The traditional color star developed by Charles Blanc in 1867 where the complementary colors were directly opposite to each other was used by different contemporary painters of the 19th century.
Van Gogh mastered how to create simultaneous contrast when complementary colors juxtapose and reinforce each other. And so, he used a lot of red-green and blue-orange in his art pieces.
The description of the Night Café
In August 1888, Van Gogh wrote a letter to his brother Theo:
Today I am probably going to begin on the interior of the café where I have a room, by gaslight, in the evening. It is what they call here a “café de nuit” (they are fairly frequent here), staying open all night. “Night prowlers” can take refuge there when they have no money to pay for a lodging, or are too drunk to be taken in.
This painting was an exact opposite of Cafe Terrace at Night —
- The artist intentionally used the complementary colors of red-green to show unpleasing ambiance and the lamps as “sinister features” with orange-green halos.
- The scene is described with drunkards and derelicts slouching on the disturbed chairs.
- The isolation and despair of the few human beings are contrasted with objects of pleasure like a billiard table, wine bottles, and glasses.
Van Gogh wrote quite a few letters to Theo for this art piece.
In one of the letters, he describes the painting:
I have tried to express the terrible passions of humanity by means of red and green. The room is blood red and dark yellow with a green billiard table in the middle; there are four lemon-yellow lamps with a glow of orange and green. Everywhere there is a clash and contrast of the most alien reds and greens, in the figures of little sleeping hooligans, in the empty dreary room, in violet and blue. The blood-red and the yellow-green of the billiard table, for instance, contrast with the soft tender Louis XV green of the counter, on which there is a rose nosegay. The white clothes of the landlord, watchful in a corner of that furnace, turn lemon-yellow, or pale luminous green.
The next day (September 9), he wrote Theo: “In my picture of the Night Café I have tried to express the idea that the café is a place where one can ruin oneself, go mad or commit a crime. So I have tried to express, as it were, the powers of darkness in a low public house, by soft Louis XV green and malachite, contrasting with yellow-green and harsh blue-greens, and all this in an atmosphere like a devil’s furnace, of pale sulphur.
Why the Night Café was gloomy and his other art pieces after this one
This is a known fact that Van Gogh suffered from psychotic episodes and delusions. While painting the Night Café, he was isolated, and so, he put his thoughts on the canvas.
After this painting, Paul Gauguin, another famous French painter came to see him in Arles and they painted several paintings together. The Painter of Sunflowers is a portrait of Vincent van Gogh by Paul Gauguin in December 1888.
But their relationship began to deteriorate and Van Gogh feared that Gauguin would desert him and so Van Gogh mutilated his ear.
In 1889, he painted Self-portrait with Bandaged Ear and Pipe that showed the much-balanced use of red and orange colors compared to the Night Café.
His expertise in the use of colors in his paintings made the “ugly” painting one of the most recognized artworks. The painting is a lesson on how strong emotions like loneliness and desperation can be portrayed in art.
As a general rule, Van Gogh only signed the works that he felt were the most well-executed. In the lower right corner of this painting, Van Gogh wrote “Vincent le café de nuit”.

SUPPLIED DATA:
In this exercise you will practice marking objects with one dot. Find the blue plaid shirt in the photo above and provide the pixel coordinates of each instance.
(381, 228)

WHAT IS ASKED:
**1.** According to the Night Café passage, what did Van Gogh write in the lower right corner of the painting?
**2.** Please extract the words of the Night Café passage from "After this painting, Paul" up to and including "the Night Café.".

ANSWERS PROVIDED:
**1.** "Vincent le café de nuit"

**2.**
After this painting, Paul Gauguin, another famous French painter came to see him in Arles and they painted several paintings together. The Painter of Sunflowers is a portrait of Vincent van Gogh by Paul Gauguin in December 1888.
But their relationship began to deteriorate and Van Gogh feared that Gauguin would desert him and so Van Gogh mutilated his ear.
In 1889, he painted Self-portrait with Bandaged Ear and Pipe that showed the much-balanced use of red and orange colors compared to the Night Café.